Challenge
Rescale the listing starting at the line containing "of the number" and ending at the line containing "[318, 111, 380, 220]", both ends included, and give only those lines. Repeat every line in that span, copying the lines without answers unchanged and multiplying each bounding-box coordinate in the answers by 0.55, rounded to whole numbers with halves rounded up.

Supplied data
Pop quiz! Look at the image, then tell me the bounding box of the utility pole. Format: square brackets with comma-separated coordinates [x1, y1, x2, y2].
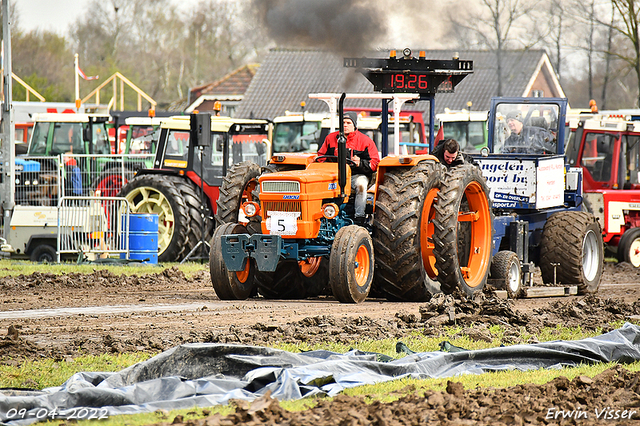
[0, 0, 16, 238]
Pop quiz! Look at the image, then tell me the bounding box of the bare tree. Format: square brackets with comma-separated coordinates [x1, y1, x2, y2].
[449, 0, 540, 96]
[611, 0, 640, 106]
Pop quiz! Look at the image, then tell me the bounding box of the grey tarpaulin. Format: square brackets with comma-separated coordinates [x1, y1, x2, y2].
[0, 323, 640, 425]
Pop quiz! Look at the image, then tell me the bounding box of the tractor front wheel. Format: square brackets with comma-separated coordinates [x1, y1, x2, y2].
[329, 225, 374, 303]
[209, 223, 255, 300]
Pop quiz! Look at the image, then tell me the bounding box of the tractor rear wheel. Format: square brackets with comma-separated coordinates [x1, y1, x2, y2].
[540, 211, 604, 294]
[215, 161, 260, 233]
[616, 228, 640, 268]
[433, 164, 493, 295]
[373, 161, 444, 302]
[118, 175, 207, 262]
[329, 225, 374, 303]
[209, 223, 255, 300]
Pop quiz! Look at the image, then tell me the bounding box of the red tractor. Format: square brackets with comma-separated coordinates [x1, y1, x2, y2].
[566, 115, 640, 267]
[119, 114, 269, 262]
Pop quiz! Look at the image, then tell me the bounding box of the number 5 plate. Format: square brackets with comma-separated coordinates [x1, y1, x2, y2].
[266, 212, 300, 235]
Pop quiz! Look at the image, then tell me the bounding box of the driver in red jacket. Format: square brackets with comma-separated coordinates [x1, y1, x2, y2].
[318, 111, 380, 220]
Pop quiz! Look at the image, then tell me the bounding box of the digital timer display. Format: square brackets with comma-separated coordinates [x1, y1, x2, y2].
[384, 72, 429, 92]
[382, 72, 453, 93]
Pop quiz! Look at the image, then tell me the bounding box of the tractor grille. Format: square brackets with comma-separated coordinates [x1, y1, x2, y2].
[262, 180, 300, 192]
[263, 201, 302, 217]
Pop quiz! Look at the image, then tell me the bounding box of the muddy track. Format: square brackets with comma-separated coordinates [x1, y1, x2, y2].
[0, 264, 640, 425]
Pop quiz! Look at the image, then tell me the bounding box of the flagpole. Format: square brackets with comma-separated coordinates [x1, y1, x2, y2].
[73, 53, 81, 112]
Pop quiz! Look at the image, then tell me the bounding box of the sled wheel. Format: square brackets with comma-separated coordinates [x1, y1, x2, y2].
[491, 250, 523, 299]
[540, 211, 604, 294]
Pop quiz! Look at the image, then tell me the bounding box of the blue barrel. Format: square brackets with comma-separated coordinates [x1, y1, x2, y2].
[120, 213, 158, 264]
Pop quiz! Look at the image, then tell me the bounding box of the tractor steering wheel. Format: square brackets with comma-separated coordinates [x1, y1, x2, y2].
[313, 154, 357, 167]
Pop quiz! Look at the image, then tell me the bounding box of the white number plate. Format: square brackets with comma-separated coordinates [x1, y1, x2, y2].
[266, 212, 300, 235]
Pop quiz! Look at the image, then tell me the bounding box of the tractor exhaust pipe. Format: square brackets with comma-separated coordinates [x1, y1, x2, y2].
[338, 93, 347, 198]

Written solution
Pop quiz! Look at the image, then tell me the bounding box of the number 5 plate. Format: square brackets with comma-separated coordinates [x1, y1, x2, y2].
[146, 117, 165, 129]
Pop quiz! Look at the image, then tell me the bounding box of the driver in red jacket. Format: square brackets with comma-separated coordinates [x1, y1, x2, y2].
[175, 61, 209, 121]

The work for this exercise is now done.